▶ _Reading passage_
BEGIN

Until a couple of months ago, Bill Cheng, a Chinese-American writer born and raised in Queens, had never set foot in the South, much less in Mississippi, where his debut novel, “Southern Cross the Dog,” takes place.
But he has always loved the blues. Inspired by its classic themes and motifs — the Devil at the crossroads, men and women born under a bad sign, the day the levees broke, hard labor at Parchman Farm, men whose mojo worked but had hellhounds always on their trail — he set his story in the Delta, where all those things were born.
And then he added the worst that could happen: the Great Mississippi Flood of 1927.
Robert Lee Chatham, whose story forms the core of the book, is a kind of hard-luck Everyman, the guy the blues are always about. He can’t catch a break. By the time he’s 8 years old, Robert is already haunted by his older brother’s death and his mother’s grief, and, in the first few pages, is orphaned by the flood when his father delivers him to a brothel for safekeeping.

END

▶ _Saved entries_
BEGIN

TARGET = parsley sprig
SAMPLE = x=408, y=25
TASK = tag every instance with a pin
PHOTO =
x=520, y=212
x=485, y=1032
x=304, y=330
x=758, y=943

END

▶ _The task_
Reproduce the portion of the article about Bill Cheng's debut novel, starting at "Until a couple" and ending at "things were born.".

▶ _Expected answer_
Until a couple of months ago, Bill Cheng, a Chinese-American writer born and raised in Queens, had never set foot in the South, much less in Mississippi, where his debut novel, “Southern Cross the Dog,” takes place.
But he has always loved the blues. Inspired by its classic themes and motifs — the Devil at the crossroads, men and women born under a bad sign, the day the levees broke, hard labor at Parchman Farm, men whose mojo worked but had hellhounds always on their trail — he set his story in the Delta, where all those things were born.